■ PROBLEM DETAILS:
Transcribe all the records exactly and omit any images they hold.

■ TASK DATA:
********************

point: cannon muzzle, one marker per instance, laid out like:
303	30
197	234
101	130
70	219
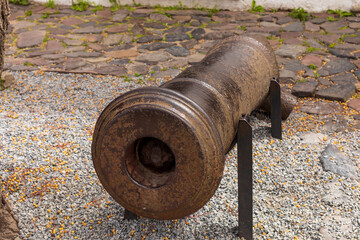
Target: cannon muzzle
159	151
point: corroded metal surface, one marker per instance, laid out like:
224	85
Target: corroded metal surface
159	152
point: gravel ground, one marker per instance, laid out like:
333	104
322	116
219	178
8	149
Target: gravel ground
46	171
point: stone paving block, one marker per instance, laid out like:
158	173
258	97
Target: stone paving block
304	89
339	92
335	66
290	51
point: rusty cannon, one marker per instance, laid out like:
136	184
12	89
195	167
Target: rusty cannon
160	151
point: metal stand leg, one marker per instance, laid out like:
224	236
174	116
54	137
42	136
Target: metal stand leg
130	215
245	195
275	109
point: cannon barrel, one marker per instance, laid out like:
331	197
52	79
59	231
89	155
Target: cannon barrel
159	151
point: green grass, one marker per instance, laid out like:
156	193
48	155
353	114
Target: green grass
331	19
312	66
98	8
301	80
312	49
80	5
299	13
46	38
45	15
136	4
20	2
50	4
340	13
256	8
332	45
212	11
28	64
126	78
241	27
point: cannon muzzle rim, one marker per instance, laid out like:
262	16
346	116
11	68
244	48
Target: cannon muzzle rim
153	144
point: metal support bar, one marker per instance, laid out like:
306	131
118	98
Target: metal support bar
245	188
130	215
275	109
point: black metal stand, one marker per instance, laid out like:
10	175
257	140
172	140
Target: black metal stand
275	99
245	195
245	175
130	215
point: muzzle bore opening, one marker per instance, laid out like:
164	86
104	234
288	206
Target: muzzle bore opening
150	162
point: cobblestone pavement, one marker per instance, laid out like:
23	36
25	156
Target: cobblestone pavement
300	190
318	58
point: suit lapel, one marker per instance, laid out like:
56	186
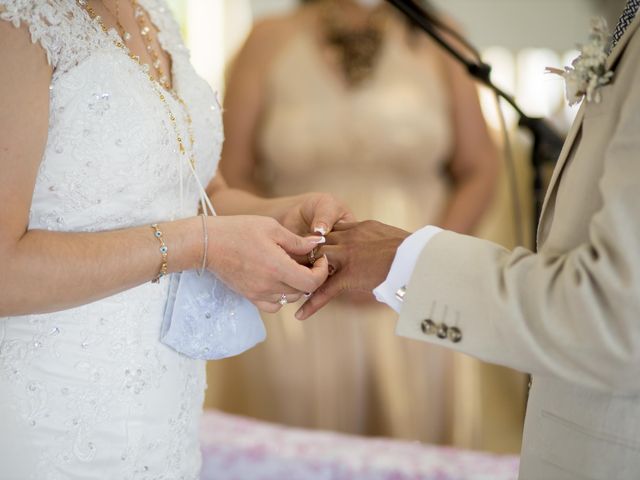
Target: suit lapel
614	56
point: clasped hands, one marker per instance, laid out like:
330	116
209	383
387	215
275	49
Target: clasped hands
314	249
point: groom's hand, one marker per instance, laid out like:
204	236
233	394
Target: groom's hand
361	255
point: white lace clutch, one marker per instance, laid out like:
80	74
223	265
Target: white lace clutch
206	320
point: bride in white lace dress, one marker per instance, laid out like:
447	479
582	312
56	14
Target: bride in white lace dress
94	148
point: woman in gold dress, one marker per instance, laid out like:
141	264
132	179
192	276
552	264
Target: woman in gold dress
345	97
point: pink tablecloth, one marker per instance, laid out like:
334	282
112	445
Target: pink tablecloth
236	448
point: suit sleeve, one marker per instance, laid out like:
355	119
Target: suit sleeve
574	315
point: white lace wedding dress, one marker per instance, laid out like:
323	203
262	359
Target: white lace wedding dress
90	392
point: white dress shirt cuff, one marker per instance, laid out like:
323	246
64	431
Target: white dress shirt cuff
389	291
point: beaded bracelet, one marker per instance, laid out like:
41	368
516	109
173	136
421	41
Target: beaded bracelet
205	242
164	250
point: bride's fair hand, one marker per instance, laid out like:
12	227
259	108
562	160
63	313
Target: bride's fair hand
253	256
315	213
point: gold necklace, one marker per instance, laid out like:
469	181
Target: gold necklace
126	36
358	50
154	85
145	33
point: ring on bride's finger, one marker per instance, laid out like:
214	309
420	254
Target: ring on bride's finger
311	256
283	300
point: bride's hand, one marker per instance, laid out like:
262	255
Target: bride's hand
314	213
252	255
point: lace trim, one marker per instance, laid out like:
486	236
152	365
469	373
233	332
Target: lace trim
62	29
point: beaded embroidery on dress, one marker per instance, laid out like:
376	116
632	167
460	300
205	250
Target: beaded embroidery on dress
90	392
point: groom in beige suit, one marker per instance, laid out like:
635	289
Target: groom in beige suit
570	314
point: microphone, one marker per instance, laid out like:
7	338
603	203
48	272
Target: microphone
547	143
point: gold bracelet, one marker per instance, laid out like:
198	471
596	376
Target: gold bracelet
164	250
205	243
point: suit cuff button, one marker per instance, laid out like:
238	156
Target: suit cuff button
455	335
428	327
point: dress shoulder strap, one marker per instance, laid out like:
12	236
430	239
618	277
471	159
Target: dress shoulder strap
61	27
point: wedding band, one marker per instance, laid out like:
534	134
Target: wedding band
311	256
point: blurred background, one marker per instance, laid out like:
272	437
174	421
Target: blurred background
519	38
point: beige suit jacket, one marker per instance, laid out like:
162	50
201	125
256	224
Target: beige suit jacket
569	315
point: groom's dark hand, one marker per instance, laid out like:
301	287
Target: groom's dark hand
361	254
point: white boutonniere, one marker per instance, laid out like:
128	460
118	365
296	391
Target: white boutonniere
588	71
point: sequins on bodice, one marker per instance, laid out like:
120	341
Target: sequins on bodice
90	392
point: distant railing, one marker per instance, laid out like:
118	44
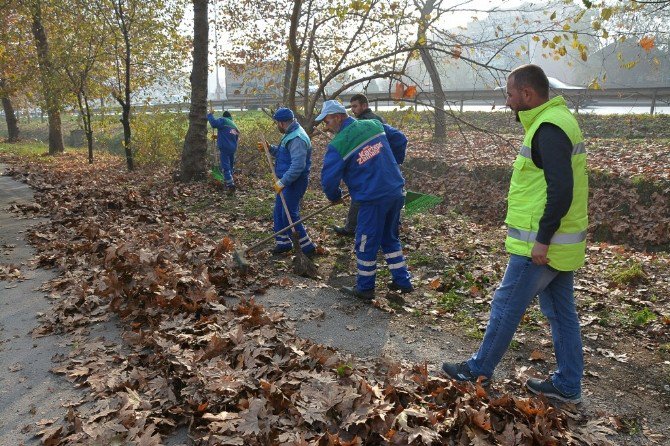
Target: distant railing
577	99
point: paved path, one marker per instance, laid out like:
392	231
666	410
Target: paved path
28	391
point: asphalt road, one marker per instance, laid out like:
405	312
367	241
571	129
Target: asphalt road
29	393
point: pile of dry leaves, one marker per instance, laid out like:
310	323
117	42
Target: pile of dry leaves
234	374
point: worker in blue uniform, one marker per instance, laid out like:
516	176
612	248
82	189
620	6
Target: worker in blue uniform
226	141
360	155
293	159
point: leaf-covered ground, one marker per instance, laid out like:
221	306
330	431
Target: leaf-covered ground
199	352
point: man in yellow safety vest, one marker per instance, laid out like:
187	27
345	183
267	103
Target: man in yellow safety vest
546	238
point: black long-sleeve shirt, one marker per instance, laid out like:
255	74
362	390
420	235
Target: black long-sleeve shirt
551	151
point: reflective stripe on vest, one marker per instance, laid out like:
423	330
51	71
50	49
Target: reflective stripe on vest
576	150
557	239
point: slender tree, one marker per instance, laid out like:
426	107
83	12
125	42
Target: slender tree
48	75
193	157
145	47
13	132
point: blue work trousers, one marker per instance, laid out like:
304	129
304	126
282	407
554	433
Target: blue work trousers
293	193
523	281
378	225
227	161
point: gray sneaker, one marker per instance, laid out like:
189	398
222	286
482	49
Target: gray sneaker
547	388
461	372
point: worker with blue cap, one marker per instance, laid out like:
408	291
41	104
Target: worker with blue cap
226	141
360	155
293	158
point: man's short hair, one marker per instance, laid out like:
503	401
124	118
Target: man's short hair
531	76
360	97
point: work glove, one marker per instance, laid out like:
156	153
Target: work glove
262	146
278	187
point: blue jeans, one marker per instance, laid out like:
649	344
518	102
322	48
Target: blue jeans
522	282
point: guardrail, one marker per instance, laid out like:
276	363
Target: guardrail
577	98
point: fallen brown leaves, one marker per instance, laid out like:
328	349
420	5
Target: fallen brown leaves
233	374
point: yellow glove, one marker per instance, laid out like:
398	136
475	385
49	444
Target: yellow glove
278	187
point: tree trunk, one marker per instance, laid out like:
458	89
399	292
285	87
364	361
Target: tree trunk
85	112
194	153
51	95
294	53
125	104
12	123
440	131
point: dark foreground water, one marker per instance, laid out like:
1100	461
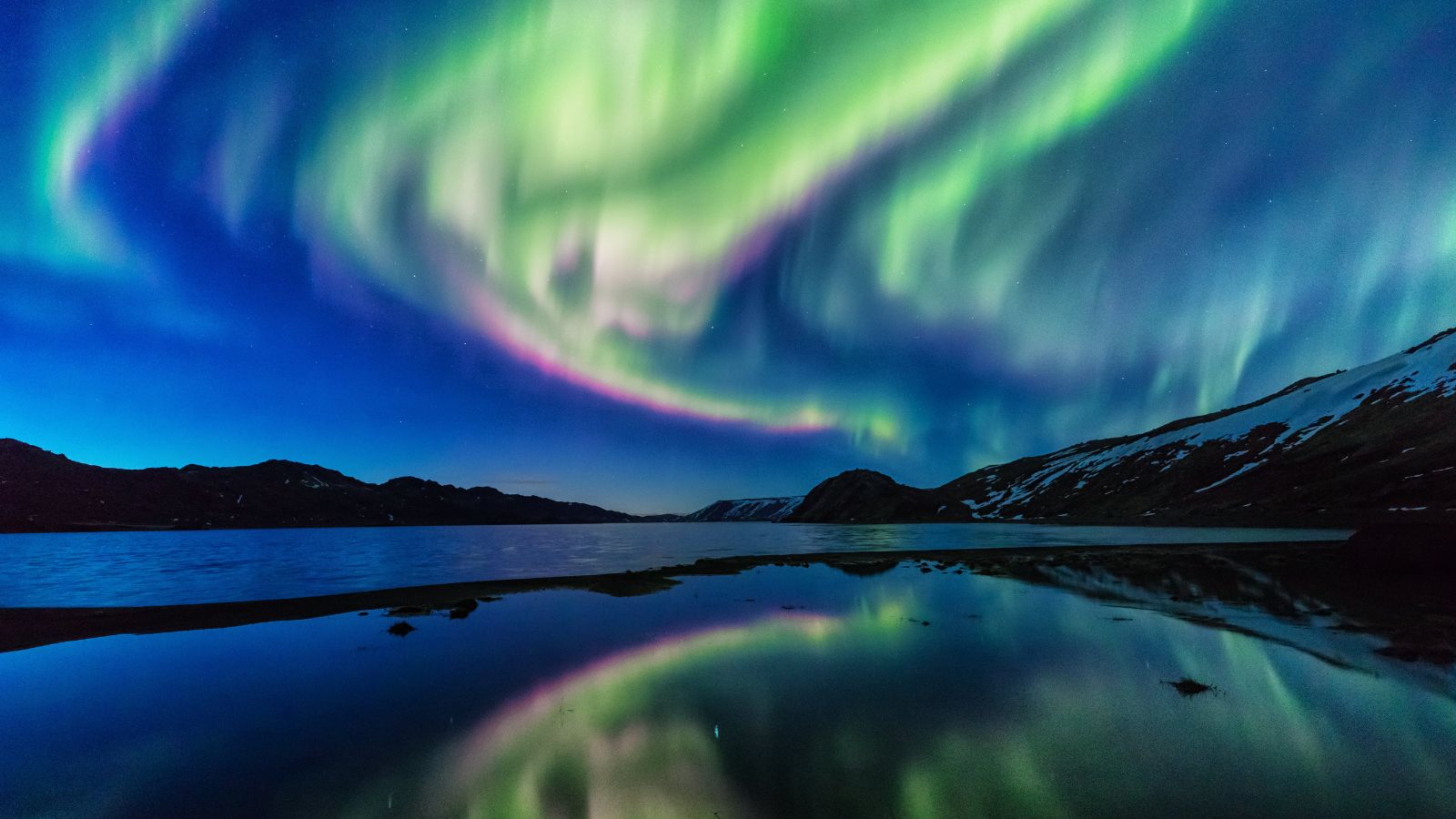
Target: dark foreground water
781	693
128	569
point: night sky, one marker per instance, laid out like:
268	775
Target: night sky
655	252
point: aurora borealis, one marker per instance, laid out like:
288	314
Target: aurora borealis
516	242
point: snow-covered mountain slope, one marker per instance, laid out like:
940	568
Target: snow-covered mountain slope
769	509
1376	440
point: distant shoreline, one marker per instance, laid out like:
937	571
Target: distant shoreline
31	627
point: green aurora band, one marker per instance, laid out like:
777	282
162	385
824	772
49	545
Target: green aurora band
948	229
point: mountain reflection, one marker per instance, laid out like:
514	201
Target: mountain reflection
916	705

********************

■ SOLUTION FOR THIS TASK:
point: cannon muzzle, one marker per instance, laid out like:
303	30
197	234
101	130
70	219
Target: cannon muzzle
159	151
point: corroded metal surface, one marker per instance, laid out like:
224	85
Target: corroded metal surface
159	152
point: gravel ground, one marker per instance, laid out like:
333	104
322	116
219	178
8	149
Target: gravel ground
46	171
point: stone paving block, one marker per instance, laid out like:
158	173
258	97
Target: stone paving block
304	89
339	92
335	66
290	51
point: rusty cannon, one marker per instance, laid out like:
136	184
12	89
195	167
Target: rusty cannon
160	151
point: metal stand leg, one marker per instance, laid out like:
224	236
174	116
54	137
42	136
Target: metal stand leg
130	215
245	195
275	109
point: cannon barrel, one marker per instance, laid out like:
331	197
52	79
59	231
89	155
Target: cannon barrel
159	151
point: green grass, one marker per instance, laid out like:
156	193
48	155
353	114
Target: green grass
331	19
312	66
98	8
301	80
312	49
80	5
299	13
46	38
45	15
136	4
20	2
50	4
340	13
256	8
332	45
212	11
28	64
126	78
241	27
point: cannon muzzle rim, one marker per instance, laid out like:
262	16
346	116
11	68
244	48
Target: cannon muzzle rim
153	144
point: metal support bar, one marker per instance, laid out like:
306	131
118	98
Target: metal support bar
245	188
130	215
275	109
point: black metal stand, one marker per instance, laid out like:
10	175
257	140
172	140
Target: black metal stand
275	99
245	195
245	175
130	215
point: muzzle bore opening, one marker per instance, laid out like:
164	86
104	234
288	206
Target: muzzle bore opening
150	162
point: cobblestone pavement, one marker per instance, laid out like:
23	36
25	156
Target: cobblestone pavement
300	190
318	58
point: suit lapel, one marker per instance, laid out like:
56	186
Target: suit lapel
614	56
point: clasped hands, one marker per instance, laid out like:
330	116
209	383
387	215
275	49
Target: clasped hands
314	249
point: groom's hand, one marker per instance, laid out like:
204	236
233	394
Target: groom's hand
361	255
point: white lace clutch, one marker per instance, laid out like:
80	74
223	265
Target: white lace clutch
206	320
point: bride in white lace dress, one marker per instance, laid out like:
447	479
582	312
56	14
Target: bride in white lace dress
94	148
point: woman in gold dress, one marker per instance, laid out like:
141	264
132	179
192	276
552	264
Target: woman in gold dress
345	97
point: pink tablecloth, one marker per instance, laid out like:
334	282
112	445
Target: pink tablecloth
236	448
point: suit sleeve, one marker per instance, laid out like:
355	119
Target: suit sleeve
574	315
point: white lace wedding dress, one marker per instance, laid out like:
323	203
262	359
Target: white lace wedding dress
90	392
point: white dress shirt cuff, one marker per instance, laid out like:
323	246
64	431
Target: white dress shirt cuff
389	291
point: beaded bracelet, one marker per instance, laid out like:
41	368
516	109
173	136
421	41
Target: beaded bracelet
205	242
164	250
point: bride's fair hand, one marker per instance, laid out like:
12	227
259	108
562	160
63	313
Target: bride's fair hand
253	256
315	213
point: gold necklace, one marker per instance, laid out like:
469	181
Target: gold necklace
126	36
358	50
154	85
145	33
point: ring on bride's finger, one marker per instance, laid out like:
214	309
420	254
Target: ring on bride's finger
311	256
283	300
point: bride's hand, one marker per instance, laid out like:
262	255
Target: bride's hand
314	213
252	255
point: lace trim, one marker per instance, laid out like:
486	236
152	365
469	373
233	332
Target: lace trim
62	29
point: beaded embroidery on dress, one marker per instance, laid out like:
376	116
632	167
460	300
205	250
Target: beaded embroidery on dress
90	392
point: groom in beige suit, one marker per instance, laid out like:
635	289
Target: groom in beige suit
570	314
point: microphone, one marker per instance, laid out like:
7	338
603	203
48	272
Target: microphone
547	143
point: gold bracelet, one marker per instance, laid out like:
198	471
596	376
Target: gold bracelet
164	250
205	243
point: suit cuff button, one marker per instance, laid out like:
238	156
Target: suit cuff button
455	335
428	327
point: dress shoulder strap, one marker per instance, laid out like:
12	236
430	239
618	277
471	159
Target: dress shoulder strap
61	27
point: wedding band, one marker per instance, laid out like:
534	134
Target: wedding band
311	256
point: blurred background, one marker per instance, laid out like:
272	437
174	421
Target: blurred background
519	38
point: beige suit jacket, one marker per instance, laid out like:
162	50
201	125
256	224
Target: beige suit jacket
569	315
point: groom's dark hand, one marker per instance, laid out like:
301	287
Target: groom's dark hand
361	254
point: white boutonniere, one marker per instance, laid out like:
128	460
118	365
296	391
Target: white boutonniere
588	71
point: sequins on bodice, one marker per instance, laid out like:
120	341
Target: sequins on bodice
90	392
point: distant railing, one marker per instance, laid out like:
118	44
Target: distant railing
577	99
point: paved path, one marker per instance, laid out like:
392	231
666	410
Target: paved path
28	391
point: asphalt road, one marker per instance, laid out like:
405	312
367	241
571	129
Target: asphalt road
29	393
point: pile of dry leaves, one marker per instance, laid out like:
310	323
117	42
Target: pile of dry leaves
234	374
point: worker in blue uniform, one marker per instance, laid out like:
516	176
612	248
82	189
620	6
Target: worker in blue uniform
226	141
360	155
293	159
point: leaf-covered ground, one marker per instance, laid out like:
221	306
330	431
Target: leaf-covered ground
199	352
point: man in yellow safety vest, one marker per instance, laid out like:
187	27
345	183
267	103
Target: man in yellow safety vest
546	238
point: black long-sleeve shirt, one marker per instance, laid out like:
255	74
362	390
420	235
Target: black long-sleeve shirt
551	151
point: reflective stripe on vest, one marker per instance, laid out like:
423	330
51	71
50	49
Target: reflective stripe on vest
576	150
557	239
point: slender tree, one marker per instance, laid out like:
426	107
83	12
125	42
Target: slender tree
48	75
193	157
145	47
13	132
point: blue work trousers, one marker per instance, laid out like:
304	129
304	126
282	407
554	433
Target: blue work trousers
293	193
523	281
378	225
227	161
point: gray sneaker, one marker per instance, laid out like:
189	398
222	286
482	49
Target: gray sneaker
547	388
461	372
point: worker with blue cap, one marker per instance, laid out like:
408	291
41	104
Target: worker with blue cap
226	141
360	155
293	158
point: man's short hair, one marker per instance, laid out like:
503	401
124	118
Target: man's short hair
531	76
360	97
point: work glove, one marker per instance, laid out like:
156	153
Target: work glove
262	146
278	187
point: blue jeans, one marker per instance, laid out like:
649	344
518	102
322	48
Target: blue jeans
522	282
point: guardrail, one marker per instance, laid out like:
276	363
Target: guardrail
577	98
point: fallen brown leaves, one marker per instance, laid out like:
328	349
420	5
Target: fallen brown leaves
233	374
point: yellow glove, one marker per instance, laid out like:
398	136
475	385
49	444
Target: yellow glove
278	187
point: tree trunk, one marker per instance, laid out like:
458	89
399	292
285	87
364	361
Target: tree trunk
85	112
194	153
51	95
294	53
125	104
12	123
440	131
point: dark foreground water, one marker per instance, laid out like:
1100	461
Target: dark foreground water
781	693
128	569
point: night sky, one marker per instance, laid out like:
268	775
Target: night sky
655	252
point: aurora borealis, one marker per instance, laid out like:
288	314
Target: aurora borealis
516	242
point: snow-covered mountain slope, one marker per instance, laid out like:
940	568
Target: snow-covered mountain slope
769	509
1376	440
point: distant shoreline, one marker per instance, laid out like:
937	571
Target: distant shoreline
31	627
point: green aurora band, one marker per instance, laid out like:
777	282
162	385
824	772
49	545
Target: green aurora band
948	229
point: mountain reflection, one marker per instance, laid out like:
514	201
Target: mountain reflection
916	705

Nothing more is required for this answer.